-- What you are asked to do --
From the passage on the Virgin Birth below, reproduce word for word the part that opens with the words containing "Chris: Jesus Christ" and closes with "due to ignorance.".

Chris: Jesus Christ has come in the flesh. Now does it matter what ‘kind’ of flesh? Of course. Now what kind of flesh would this heathen necessarily ignorantly believe Christ came in, being ignorant of His Virgin Birth? Would it not be sinful flesh, just like every other son of Adam? If the heathen is ignorant of the Virgin Birth, then who does he believe Christ’s Father is? The heretic Clark should have read about the Holy Spirit’s work to glorify Jesus Christ in the hearts of His people (John 16:13-14; 17:3). Clark will go on to say that professing belief in the Virgin Birth is essential for ministers, but not for ignorant heathen. Ministers are not allowed by Clark to knowingly profess belief in a false christ, but he allows the ignorant heathen a free pass to profess belief in a false christ due to ignorance.

-- Entries provided --
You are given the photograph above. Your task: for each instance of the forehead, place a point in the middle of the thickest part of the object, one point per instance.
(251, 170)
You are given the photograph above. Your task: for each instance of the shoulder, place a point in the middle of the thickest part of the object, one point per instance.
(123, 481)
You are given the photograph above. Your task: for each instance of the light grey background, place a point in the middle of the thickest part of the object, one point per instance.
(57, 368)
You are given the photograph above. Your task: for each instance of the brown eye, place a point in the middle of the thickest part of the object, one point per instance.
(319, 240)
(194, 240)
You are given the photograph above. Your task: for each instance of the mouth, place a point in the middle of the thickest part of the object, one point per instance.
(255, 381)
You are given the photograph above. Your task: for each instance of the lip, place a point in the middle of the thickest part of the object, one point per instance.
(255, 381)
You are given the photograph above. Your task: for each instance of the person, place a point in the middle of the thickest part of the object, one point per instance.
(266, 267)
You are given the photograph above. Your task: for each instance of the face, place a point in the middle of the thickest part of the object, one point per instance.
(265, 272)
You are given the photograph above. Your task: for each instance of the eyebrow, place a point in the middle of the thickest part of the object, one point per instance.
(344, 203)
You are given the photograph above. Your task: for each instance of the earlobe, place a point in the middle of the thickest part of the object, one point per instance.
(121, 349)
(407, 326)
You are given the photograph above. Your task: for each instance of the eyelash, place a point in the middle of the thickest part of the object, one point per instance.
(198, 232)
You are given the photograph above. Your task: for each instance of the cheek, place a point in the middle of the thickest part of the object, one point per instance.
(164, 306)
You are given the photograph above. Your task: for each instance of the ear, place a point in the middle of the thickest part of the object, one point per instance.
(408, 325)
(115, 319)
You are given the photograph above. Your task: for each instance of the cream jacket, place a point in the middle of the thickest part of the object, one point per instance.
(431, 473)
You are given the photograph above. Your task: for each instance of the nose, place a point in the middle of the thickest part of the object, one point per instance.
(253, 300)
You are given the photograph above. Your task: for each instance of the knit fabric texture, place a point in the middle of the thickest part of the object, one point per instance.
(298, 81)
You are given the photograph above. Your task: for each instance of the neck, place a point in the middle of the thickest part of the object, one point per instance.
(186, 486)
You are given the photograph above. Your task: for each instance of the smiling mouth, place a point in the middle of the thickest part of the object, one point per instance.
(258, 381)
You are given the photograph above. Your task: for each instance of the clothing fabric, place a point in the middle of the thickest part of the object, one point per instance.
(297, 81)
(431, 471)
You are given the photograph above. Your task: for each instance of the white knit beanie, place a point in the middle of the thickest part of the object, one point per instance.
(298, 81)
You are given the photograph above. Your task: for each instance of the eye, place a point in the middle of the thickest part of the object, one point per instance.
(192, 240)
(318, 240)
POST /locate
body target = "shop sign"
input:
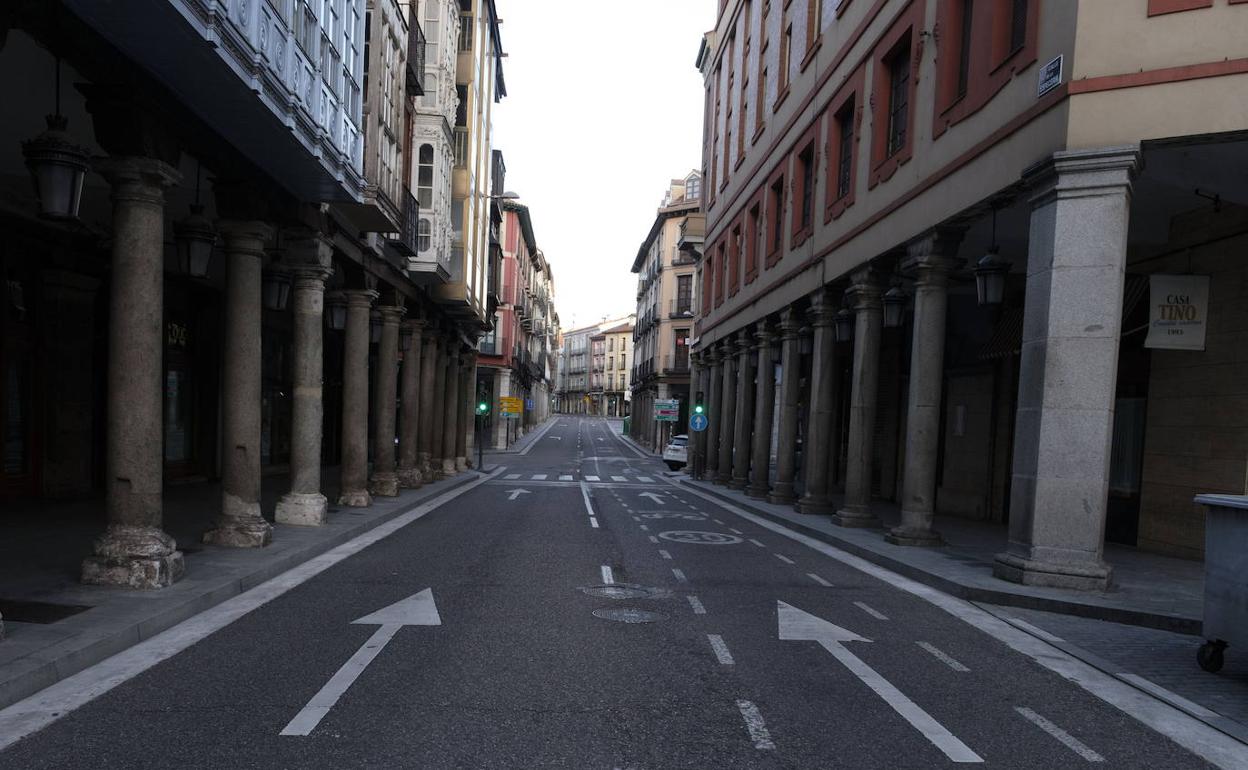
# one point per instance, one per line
(1178, 310)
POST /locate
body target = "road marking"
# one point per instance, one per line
(417, 609)
(870, 610)
(1198, 738)
(721, 654)
(59, 700)
(1068, 740)
(798, 625)
(944, 658)
(755, 725)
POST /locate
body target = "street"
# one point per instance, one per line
(578, 608)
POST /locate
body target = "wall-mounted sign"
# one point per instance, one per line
(1050, 76)
(1178, 308)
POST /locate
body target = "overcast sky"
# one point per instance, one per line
(604, 106)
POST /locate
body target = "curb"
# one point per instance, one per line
(40, 670)
(971, 593)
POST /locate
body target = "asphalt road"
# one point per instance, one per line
(521, 673)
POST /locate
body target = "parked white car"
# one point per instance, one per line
(677, 452)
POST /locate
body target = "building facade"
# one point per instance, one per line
(212, 280)
(665, 310)
(932, 227)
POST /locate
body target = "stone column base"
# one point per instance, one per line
(904, 536)
(383, 484)
(355, 498)
(411, 478)
(134, 557)
(855, 518)
(302, 509)
(1033, 572)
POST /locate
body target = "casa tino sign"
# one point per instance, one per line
(1177, 313)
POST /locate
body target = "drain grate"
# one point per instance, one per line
(38, 612)
(628, 614)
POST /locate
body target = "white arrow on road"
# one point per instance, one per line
(798, 625)
(417, 609)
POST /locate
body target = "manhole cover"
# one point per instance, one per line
(628, 614)
(617, 590)
(700, 538)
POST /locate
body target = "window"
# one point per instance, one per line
(423, 236)
(899, 100)
(424, 176)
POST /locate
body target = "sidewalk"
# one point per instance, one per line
(1145, 630)
(56, 627)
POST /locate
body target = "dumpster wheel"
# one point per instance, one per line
(1209, 655)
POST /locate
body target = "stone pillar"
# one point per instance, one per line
(409, 417)
(429, 397)
(866, 292)
(1067, 376)
(451, 409)
(744, 418)
(134, 550)
(311, 260)
(821, 439)
(930, 261)
(385, 479)
(467, 412)
(764, 409)
(355, 401)
(240, 523)
(728, 412)
(790, 393)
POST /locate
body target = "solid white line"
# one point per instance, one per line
(1186, 730)
(60, 699)
(944, 658)
(721, 654)
(1068, 740)
(311, 715)
(870, 610)
(755, 725)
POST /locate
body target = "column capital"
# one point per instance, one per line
(137, 179)
(1073, 174)
(360, 297)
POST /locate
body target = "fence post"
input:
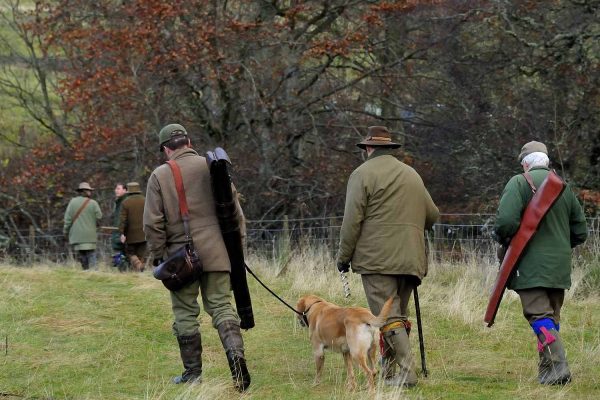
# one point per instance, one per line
(31, 243)
(331, 234)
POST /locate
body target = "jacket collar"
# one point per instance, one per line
(381, 152)
(538, 167)
(184, 152)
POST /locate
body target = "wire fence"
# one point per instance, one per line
(457, 237)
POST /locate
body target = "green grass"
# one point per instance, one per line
(103, 335)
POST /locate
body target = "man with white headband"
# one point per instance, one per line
(543, 271)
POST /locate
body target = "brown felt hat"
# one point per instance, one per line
(378, 136)
(532, 147)
(84, 186)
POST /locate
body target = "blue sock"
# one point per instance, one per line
(544, 322)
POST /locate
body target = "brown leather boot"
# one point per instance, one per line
(553, 367)
(388, 359)
(190, 349)
(231, 338)
(136, 263)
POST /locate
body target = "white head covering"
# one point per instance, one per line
(536, 159)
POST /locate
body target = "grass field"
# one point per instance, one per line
(103, 335)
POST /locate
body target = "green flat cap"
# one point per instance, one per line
(169, 132)
(532, 147)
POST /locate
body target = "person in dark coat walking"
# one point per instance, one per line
(81, 221)
(165, 233)
(119, 258)
(543, 271)
(387, 212)
(131, 227)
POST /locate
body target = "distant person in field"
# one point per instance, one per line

-- Written solution --
Chris: Jesus Christ has come in the flesh. Now does it matter what ‘kind’ of flesh? Of course. Now what kind of flesh would this heathen necessarily ignorantly believe Christ came in, being ignorant of His Virgin Birth? Would it not be sinful flesh, just like every other son of Adam? If the heathen is ignorant of the Virgin Birth, then who does he believe Christ’s Father is? The heretic Clark should have read about the Holy Spirit’s work to glorify Jesus Christ in the hearts of His people (John 16:13-14; 17:3). Clark will go on to say that professing belief in the Virgin Birth is essential for ministers, but not for ignorant heathen. Ministers are not allowed by Clark to knowingly profess belief in a false christ, but he allows the ignorant heathen a free pass to profess belief in a false christ due to ignorance.